What the task requires: Extract every line below, verbatim.

Data supplied:

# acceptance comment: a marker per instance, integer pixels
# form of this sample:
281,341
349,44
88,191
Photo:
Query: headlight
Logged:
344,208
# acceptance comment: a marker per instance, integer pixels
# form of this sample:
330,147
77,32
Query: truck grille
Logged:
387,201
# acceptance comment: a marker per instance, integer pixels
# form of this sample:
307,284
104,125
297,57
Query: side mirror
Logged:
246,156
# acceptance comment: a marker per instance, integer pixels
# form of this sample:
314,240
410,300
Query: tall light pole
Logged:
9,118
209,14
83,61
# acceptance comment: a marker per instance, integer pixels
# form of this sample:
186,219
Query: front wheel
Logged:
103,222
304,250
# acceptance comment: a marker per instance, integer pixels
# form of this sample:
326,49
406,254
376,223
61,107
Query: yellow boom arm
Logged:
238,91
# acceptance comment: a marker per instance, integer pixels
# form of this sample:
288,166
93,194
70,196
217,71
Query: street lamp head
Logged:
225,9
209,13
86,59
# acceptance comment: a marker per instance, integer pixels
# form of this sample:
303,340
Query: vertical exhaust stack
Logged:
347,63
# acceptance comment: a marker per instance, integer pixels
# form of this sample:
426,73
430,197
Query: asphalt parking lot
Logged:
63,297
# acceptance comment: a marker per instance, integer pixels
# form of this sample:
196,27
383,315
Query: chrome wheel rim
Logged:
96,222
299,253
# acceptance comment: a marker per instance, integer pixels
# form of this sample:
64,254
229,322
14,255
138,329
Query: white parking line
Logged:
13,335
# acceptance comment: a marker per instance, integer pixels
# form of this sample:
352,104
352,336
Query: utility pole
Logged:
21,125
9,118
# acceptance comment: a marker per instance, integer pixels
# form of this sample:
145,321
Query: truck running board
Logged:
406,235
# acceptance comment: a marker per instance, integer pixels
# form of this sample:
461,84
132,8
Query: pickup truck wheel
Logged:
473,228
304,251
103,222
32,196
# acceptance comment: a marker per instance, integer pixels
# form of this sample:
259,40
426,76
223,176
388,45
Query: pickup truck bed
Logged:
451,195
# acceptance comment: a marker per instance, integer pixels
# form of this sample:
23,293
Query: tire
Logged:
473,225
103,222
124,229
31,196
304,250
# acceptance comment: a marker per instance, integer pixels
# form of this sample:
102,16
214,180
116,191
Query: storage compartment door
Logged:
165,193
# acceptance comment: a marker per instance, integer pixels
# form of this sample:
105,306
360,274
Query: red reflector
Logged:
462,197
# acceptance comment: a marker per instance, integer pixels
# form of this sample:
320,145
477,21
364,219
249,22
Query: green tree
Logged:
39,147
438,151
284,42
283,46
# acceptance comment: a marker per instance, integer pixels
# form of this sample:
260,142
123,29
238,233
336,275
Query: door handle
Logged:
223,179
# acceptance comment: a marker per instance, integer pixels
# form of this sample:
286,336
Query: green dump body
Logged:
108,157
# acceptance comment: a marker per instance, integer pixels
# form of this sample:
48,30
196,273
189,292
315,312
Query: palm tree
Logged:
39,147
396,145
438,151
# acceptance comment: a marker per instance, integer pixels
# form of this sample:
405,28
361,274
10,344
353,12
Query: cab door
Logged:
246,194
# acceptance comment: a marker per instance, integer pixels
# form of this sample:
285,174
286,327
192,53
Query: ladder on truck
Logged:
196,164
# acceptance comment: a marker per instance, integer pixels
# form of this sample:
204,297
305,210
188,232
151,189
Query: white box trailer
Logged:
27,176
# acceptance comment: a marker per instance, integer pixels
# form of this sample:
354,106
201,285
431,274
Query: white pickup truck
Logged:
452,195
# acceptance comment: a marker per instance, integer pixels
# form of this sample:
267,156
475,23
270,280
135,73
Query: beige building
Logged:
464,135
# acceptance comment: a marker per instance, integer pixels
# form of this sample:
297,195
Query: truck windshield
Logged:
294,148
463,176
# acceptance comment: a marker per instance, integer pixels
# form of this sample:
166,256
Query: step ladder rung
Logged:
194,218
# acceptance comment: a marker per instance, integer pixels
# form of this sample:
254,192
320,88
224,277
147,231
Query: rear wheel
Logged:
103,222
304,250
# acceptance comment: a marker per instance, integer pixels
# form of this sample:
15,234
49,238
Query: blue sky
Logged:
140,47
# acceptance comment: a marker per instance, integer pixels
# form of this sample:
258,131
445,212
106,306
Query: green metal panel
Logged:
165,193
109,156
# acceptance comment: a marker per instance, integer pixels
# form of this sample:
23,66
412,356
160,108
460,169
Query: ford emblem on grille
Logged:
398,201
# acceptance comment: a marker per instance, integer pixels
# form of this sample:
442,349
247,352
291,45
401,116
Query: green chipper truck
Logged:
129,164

Written answer:
# acceptance comment: a marker per instance, integer pixels
# form of this sample:
281,341
349,44
88,191
Photo:
Query: headlight
Logged:
344,208
# acceptance comment: a marker per instance, integer pixels
# form of this sample:
330,147
77,32
Query: truck grille
Logged:
387,201
# acceptance comment: a marker per instance, integer pixels
# form of this sample:
307,284
104,125
297,57
Query: side mirror
Logged:
246,156
# acceptance comment: a marker per instance, integer pixels
# form of this sample:
314,240
410,300
Query: tall light pole
Logged:
9,118
209,14
83,61
# acceptance comment: a marker per instance, integer pixels
# form of this sample:
186,219
Query: front wheel
Logged:
103,222
304,250
# acceptance comment: a marker per instance, integer pixels
# form of this sample:
326,49
406,254
376,223
61,107
Query: yellow boom arm
Logged:
238,91
# acceptance comment: a marker per instance, integer pixels
# form of this sample:
288,166
93,194
70,196
217,71
Query: street lamp head
Logged:
225,9
209,13
86,59
# acceptance comment: a marker per instance, integer pixels
# form of this sample:
303,340
Query: vertical exhaust stack
Logged:
347,63
# acceptance comment: a marker per instance, integer pixels
# form of this sample:
426,73
430,197
Query: asphalt parking lot
Logged:
63,297
# acceptance comment: a marker per instance, integer pixels
# form of this sample:
196,27
383,315
Query: chrome wheel rim
Logged:
96,222
299,253
# acceptance comment: a marker per instance, integer pixels
# form of this sample:
64,254
229,322
14,255
138,329
Query: white parking line
Logged:
13,335
# acceptance comment: a marker per instance, integer pixels
# form of this sample:
352,104
352,336
Query: utility pole
Logged:
21,125
9,118
# acceptance comment: a marker per instance, integer pixels
# form of this sample:
145,321
Query: truck running board
Logged:
406,235
# acceptance comment: a marker per instance, integer pixels
# form of this sample:
461,84
132,8
Query: pickup truck wheel
Logged:
473,228
304,251
103,222
32,196
# acceptance comment: a marker per instance, integer pixels
# form of this sample:
259,40
426,76
223,176
388,45
Query: pickup truck bed
Logged:
451,195
# acceptance comment: a marker per instance, integer pixels
# form of this sample:
23,293
Query: tire
Logged:
473,225
103,222
124,229
31,196
304,250
# acceptance comment: a marker per instance, integer pixels
# form of this sample:
102,16
214,180
116,191
Query: storage compartment door
Logged:
165,193
# acceptance comment: a marker per instance, integer pixels
# form of this sample:
105,306
360,274
Query: red reflector
Logged:
462,197
# acceptance comment: a marker per instance, integer pixels
# form of this sample:
320,145
477,21
364,219
249,22
Query: green tree
Logged:
39,147
438,151
284,42
283,46
# acceptance comment: a marker per instance, integer pixels
# form of this sample:
260,142
123,29
238,233
336,275
Query: door handle
Logged:
223,179
# acceptance comment: a marker per instance, integer pixels
# form of this sample:
286,336
Query: green dump body
Logged:
108,157
# acceptance comment: a marker per instance, integer pixels
# form of this sample:
48,30
196,273
189,292
315,312
Query: palm tree
Logged:
39,147
396,145
438,151
# acceptance comment: a marker per instance, integer pixels
# form of this sample:
405,28
361,274
10,344
353,12
Query: cab door
Logged:
246,194
# acceptance comment: a marker per instance, integer pixels
# form of this sample:
285,174
286,327
192,53
Query: ladder on truck
Logged:
196,164
# acceptance comment: a marker per instance, integer pixels
# form of this sample:
204,297
305,210
188,232
151,189
Query: white box trailer
Logged:
27,176
# acceptance comment: a marker per instance, integer pixels
# form of this sample:
354,106
201,285
431,274
Query: white pickup truck
Logged:
452,195
# acceptance comment: a marker per instance, integer pixels
# form of this sample:
267,156
475,23
270,280
135,73
Query: beige building
Logged:
464,135
# acceptance comment: a marker per instance, integer pixels
# form of this sample:
297,195
Query: truck windshield
Logged:
294,148
463,176
# acceptance comment: a marker per instance, integer pixels
# form of this sample:
166,256
Query: step ladder rung
Logged:
194,218
# acceptance comment: a marker per instance, integer pixels
# form of this sample:
254,192
320,88
224,277
147,231
Query: rear wheel
Logged:
103,222
304,250
# acceptance comment: a marker per instance, integer pixels
# form of this sample:
15,234
49,238
Query: blue sky
Logged:
140,47
# acceptance comment: a marker per instance, integer pixels
# form of this sample:
258,131
445,212
106,306
Query: green metal panel
Logged:
165,193
109,156
# acceptance comment: a marker per instance, integer pixels
# form of this sample:
23,66
412,356
160,108
460,169
Query: ford emblem on grille
Logged:
398,201
# acceptance comment: a marker per instance, integer pixels
# form of this sample:
442,349
247,352
291,45
401,116
Query: green chipper truck
Logged:
129,164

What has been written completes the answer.